[The task] Please reproduce the entries below with "pixel position" swapped for "pixel coordinates" wherever it occurs and nothing else altered. Leave the pictures out of your answer.

[The records]
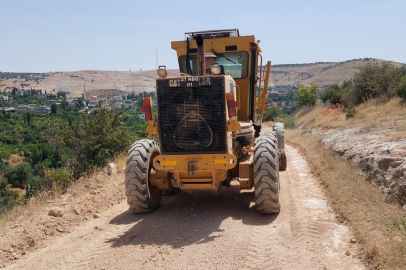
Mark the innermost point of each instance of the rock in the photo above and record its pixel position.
(76, 211)
(353, 240)
(100, 177)
(88, 184)
(23, 214)
(55, 212)
(111, 169)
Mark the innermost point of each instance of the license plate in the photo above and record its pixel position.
(189, 81)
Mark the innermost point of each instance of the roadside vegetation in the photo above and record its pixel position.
(43, 153)
(374, 99)
(378, 226)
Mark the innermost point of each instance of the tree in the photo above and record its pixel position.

[Solution to the exercise]
Mark the innermost point of each instance of the rock in the photo above and record its pixel coordinates.
(76, 211)
(353, 240)
(100, 177)
(88, 184)
(23, 214)
(55, 212)
(111, 169)
Mark the innermost point of each instance of the license plate in the photo above and record its pixel coordinates.
(189, 81)
Mark the innermost point of each instance of the roadside vegetation in the photo above and record its pixel coordinates.
(43, 153)
(374, 99)
(378, 226)
Mark the innermost point of each instance of the tree in the photo above and record its pixel coordinates.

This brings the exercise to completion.